* _MATERIAL PROVIDED_:

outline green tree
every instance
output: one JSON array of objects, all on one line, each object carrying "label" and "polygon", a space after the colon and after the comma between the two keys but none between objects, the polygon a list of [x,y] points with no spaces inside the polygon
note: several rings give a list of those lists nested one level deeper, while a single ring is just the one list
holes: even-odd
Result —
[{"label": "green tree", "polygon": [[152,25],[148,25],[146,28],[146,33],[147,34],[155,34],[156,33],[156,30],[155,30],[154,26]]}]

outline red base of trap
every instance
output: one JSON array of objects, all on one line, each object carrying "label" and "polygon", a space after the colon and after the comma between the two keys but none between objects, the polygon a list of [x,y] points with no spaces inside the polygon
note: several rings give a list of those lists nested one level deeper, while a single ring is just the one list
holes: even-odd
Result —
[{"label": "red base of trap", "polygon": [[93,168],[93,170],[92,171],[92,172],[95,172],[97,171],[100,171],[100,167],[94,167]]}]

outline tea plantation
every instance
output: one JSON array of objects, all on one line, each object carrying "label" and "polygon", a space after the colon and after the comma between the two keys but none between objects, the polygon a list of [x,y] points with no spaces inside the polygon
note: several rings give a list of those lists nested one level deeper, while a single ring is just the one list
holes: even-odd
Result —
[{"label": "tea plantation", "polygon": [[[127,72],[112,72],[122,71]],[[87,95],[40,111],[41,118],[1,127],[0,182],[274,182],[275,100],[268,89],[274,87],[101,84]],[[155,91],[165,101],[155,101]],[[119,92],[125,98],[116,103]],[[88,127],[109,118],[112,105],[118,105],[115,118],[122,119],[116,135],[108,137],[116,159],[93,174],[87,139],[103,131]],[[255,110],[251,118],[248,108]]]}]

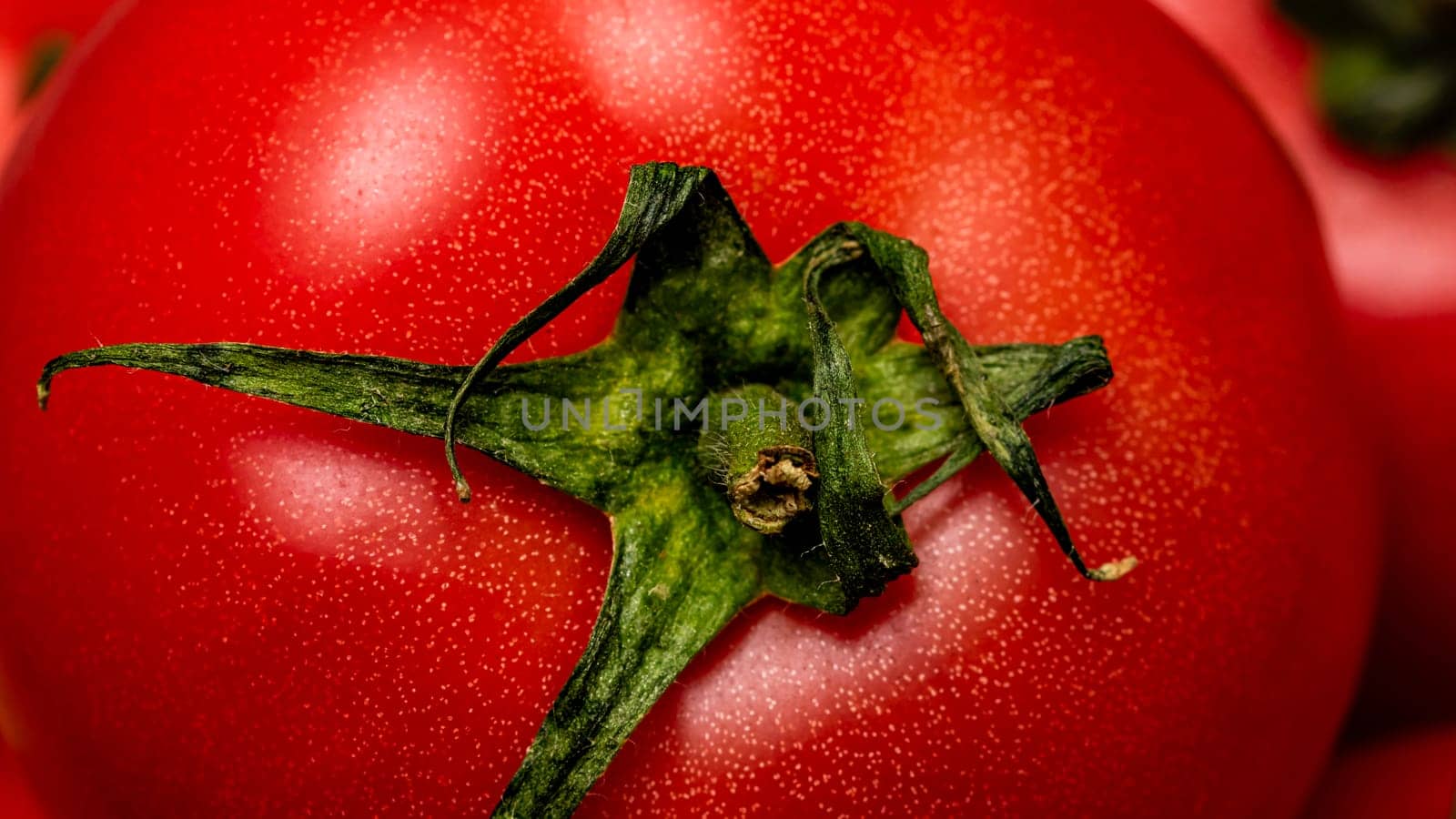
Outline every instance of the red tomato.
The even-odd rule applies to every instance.
[[[0,816],[6,819],[44,819],[41,804],[20,775],[15,753],[0,748]]]
[[[103,140],[105,150],[98,150]],[[1373,595],[1305,192],[1142,3],[137,4],[0,201],[0,622],[73,812],[489,809],[585,641],[606,519],[437,440],[176,379],[31,382],[98,341],[467,361],[597,251],[633,162],[716,168],[769,255],[923,243],[974,340],[1101,332],[1029,430],[1089,584],[994,463],[911,510],[852,616],[764,603],[582,815],[1289,816]],[[610,329],[617,280],[526,350]]]
[[[1309,819],[1449,819],[1456,815],[1456,729],[1388,739],[1340,755]]]
[[[1363,721],[1456,718],[1456,162],[1341,146],[1309,95],[1310,48],[1267,0],[1159,0],[1249,90],[1325,223],[1386,500],[1385,590]]]
[[[10,0],[0,6],[0,163],[26,121],[20,92],[41,38],[71,41],[90,31],[112,0]]]

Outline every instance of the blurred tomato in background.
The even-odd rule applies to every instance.
[[[4,819],[42,819],[45,813],[20,772],[10,749],[0,746],[0,816]]]
[[[1309,803],[1307,819],[1456,816],[1456,727],[1383,739],[1340,755]]]
[[[0,159],[66,52],[114,0],[0,0]]]
[[[1156,3],[1254,98],[1293,154],[1324,222],[1351,331],[1350,399],[1367,408],[1386,504],[1380,621],[1354,727],[1382,733],[1456,720],[1456,516],[1450,513],[1456,500],[1456,141],[1447,134],[1444,144],[1431,140],[1404,154],[1376,156],[1335,136],[1313,102],[1316,87],[1338,68],[1334,60],[1377,41],[1383,25],[1425,25],[1436,31],[1417,35],[1433,38],[1443,51],[1437,58],[1447,71],[1449,106],[1456,83],[1449,76],[1456,15],[1450,3],[1441,12],[1440,3],[1329,0],[1313,6],[1313,13],[1341,15],[1340,23],[1348,28],[1312,42],[1268,0]],[[1307,3],[1291,6],[1310,13]],[[1392,85],[1386,98],[1405,90]],[[1389,117],[1398,114],[1396,108]]]

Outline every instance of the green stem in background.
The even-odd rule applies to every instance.
[[[31,102],[41,93],[70,50],[71,38],[68,35],[47,34],[36,38],[20,76],[20,105]]]
[[[501,364],[633,254],[610,338]],[[901,306],[925,347],[895,338]],[[914,567],[900,512],[929,490],[897,503],[888,487],[939,459],[930,485],[989,449],[1079,571],[1107,580],[1130,567],[1082,564],[1019,427],[1111,379],[1101,340],[971,347],[941,315],[925,254],[859,224],[831,227],[775,268],[700,168],[635,168],[597,259],[473,367],[124,344],[52,360],[41,405],[58,373],[106,364],[441,437],[467,497],[459,442],[612,516],[601,612],[501,816],[569,815],[692,657],[754,600],[842,615]],[[724,408],[750,398],[792,402],[786,420],[810,431],[756,430]],[[884,401],[900,405],[898,423],[878,423],[871,408]]]
[[[1456,146],[1456,4],[1277,0],[1319,45],[1316,90],[1331,128],[1382,156]]]

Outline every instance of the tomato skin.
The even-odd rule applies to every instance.
[[[885,597],[740,618],[581,813],[1297,810],[1364,641],[1369,465],[1305,194],[1163,19],[195,6],[118,20],[0,200],[0,663],[60,810],[494,804],[585,641],[598,513],[483,458],[460,507],[438,442],[173,379],[70,375],[47,415],[29,382],[98,340],[466,361],[648,159],[718,169],[773,258],[916,239],[974,340],[1104,334],[1118,380],[1029,430],[1091,560],[1143,565],[1082,581],[978,463]]]
[[[1309,819],[1446,819],[1456,810],[1456,727],[1427,727],[1345,751]]]
[[[1357,727],[1456,720],[1456,162],[1377,160],[1312,105],[1309,45],[1264,0],[1156,0],[1214,51],[1290,149],[1319,211],[1380,449],[1388,558]]]
[[[0,746],[0,816],[6,819],[45,819],[45,812],[20,774],[15,753],[4,746]]]

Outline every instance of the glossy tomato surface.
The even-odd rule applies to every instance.
[[[1360,721],[1456,720],[1456,159],[1342,146],[1313,105],[1312,47],[1268,0],[1156,1],[1248,89],[1324,220],[1389,546]]]
[[[1309,819],[1449,819],[1456,815],[1456,727],[1427,727],[1341,753]]]
[[[1364,641],[1370,469],[1309,203],[1155,10],[151,0],[63,90],[0,192],[4,707],[58,806],[488,810],[610,542],[485,458],[464,507],[435,440],[176,379],[68,375],[41,415],[41,364],[469,361],[670,159],[773,258],[913,238],[974,340],[1104,334],[1115,383],[1029,430],[1092,561],[1143,564],[1080,580],[977,463],[884,597],[729,627],[582,815],[1297,810]],[[623,286],[520,357],[603,338]]]

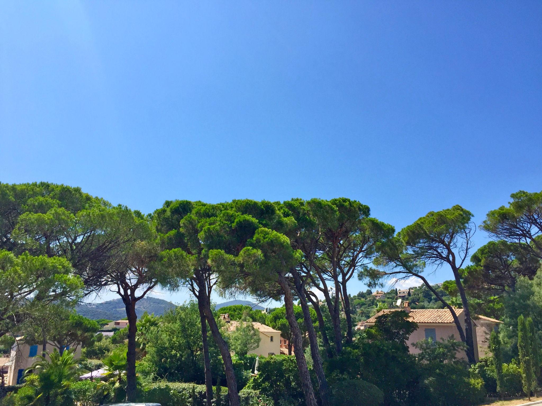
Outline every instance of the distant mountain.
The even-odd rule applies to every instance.
[[[171,302],[153,297],[145,297],[136,304],[136,313],[140,317],[145,311],[149,314],[161,316],[167,310],[175,307]],[[126,318],[126,311],[121,299],[115,299],[102,303],[79,305],[75,308],[81,316],[93,320],[107,319],[122,320]]]
[[[250,306],[252,307],[253,310],[263,310],[264,309],[261,306],[259,305],[254,304],[251,302],[249,302],[248,300],[230,300],[229,302],[225,302],[223,303],[220,303],[215,306],[215,309],[218,310],[221,307],[223,307],[226,306],[233,306],[236,304],[242,304],[246,306]]]

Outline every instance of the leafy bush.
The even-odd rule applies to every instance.
[[[92,372],[104,366],[104,363],[100,359],[80,359],[80,372]]]
[[[98,382],[88,379],[79,381],[70,385],[73,398],[79,406],[95,406],[99,403],[96,389],[97,385]]]
[[[332,389],[335,406],[378,406],[384,402],[382,391],[362,379],[340,379]]]
[[[261,358],[258,371],[252,381],[253,389],[270,397],[276,404],[305,404],[295,358],[288,355]]]
[[[502,386],[506,396],[515,396],[523,394],[521,371],[516,360],[502,364]]]
[[[16,392],[10,392],[2,400],[2,406],[27,406],[35,397],[35,390],[29,387],[21,388]]]
[[[191,406],[192,390],[196,396],[195,403],[198,406],[204,405],[205,385],[183,382],[156,382],[145,388],[138,400],[156,402],[162,406]],[[221,388],[221,394],[223,400],[227,398],[228,388]]]
[[[498,396],[495,367],[489,358],[482,358],[470,368],[472,372],[478,374],[483,380],[486,391],[489,396]],[[502,364],[502,389],[505,396],[521,395],[523,389],[521,373],[517,361]]]
[[[274,406],[273,399],[257,390],[244,388],[239,392],[241,406]]]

* _OBJECTIVE_:
Write out, word for word, every line from the one containing "Outline every instance of the distant" through the last line of the records above.

* _SOLUTION_:
Outline every instance of the distant mountain.
The even-odd rule applies to every instance.
[[[171,302],[153,297],[145,297],[136,304],[136,313],[140,317],[145,311],[149,314],[161,316],[167,310],[175,307]],[[126,318],[126,311],[121,299],[115,299],[102,303],[79,305],[75,308],[81,316],[93,320],[107,319],[122,320]]]
[[[250,306],[252,307],[253,310],[263,310],[264,309],[261,306],[259,305],[254,304],[251,302],[249,302],[248,300],[230,300],[229,302],[225,302],[223,303],[220,303],[215,306],[215,309],[218,310],[221,307],[223,307],[226,306],[233,306],[236,304],[242,304],[246,306]]]

Outline every instance of the leafy bush.
The even-odd rule applies to every instance.
[[[92,372],[104,366],[104,363],[100,359],[80,359],[80,372]]]
[[[98,382],[88,379],[79,381],[70,385],[73,398],[79,406],[95,406],[99,403],[96,389],[97,385]]]
[[[332,389],[335,406],[378,406],[384,402],[382,391],[362,379],[340,379]]]
[[[261,358],[258,371],[252,381],[253,389],[270,397],[276,404],[305,404],[295,358],[288,355]]]
[[[502,386],[506,396],[515,396],[523,394],[521,371],[516,360],[502,364]]]
[[[16,392],[10,392],[2,400],[2,406],[27,406],[35,397],[35,390],[29,387],[21,388]]]
[[[191,406],[192,390],[196,396],[195,403],[198,406],[204,405],[205,385],[183,382],[156,382],[145,388],[138,400],[156,402],[162,406]],[[221,388],[221,394],[223,400],[227,398],[228,388]]]
[[[498,396],[495,367],[489,358],[482,358],[470,368],[472,372],[478,374],[483,380],[486,391],[489,396]],[[502,364],[502,389],[505,396],[521,395],[523,389],[521,373],[517,361]]]
[[[274,406],[273,399],[257,390],[244,388],[239,392],[241,406]]]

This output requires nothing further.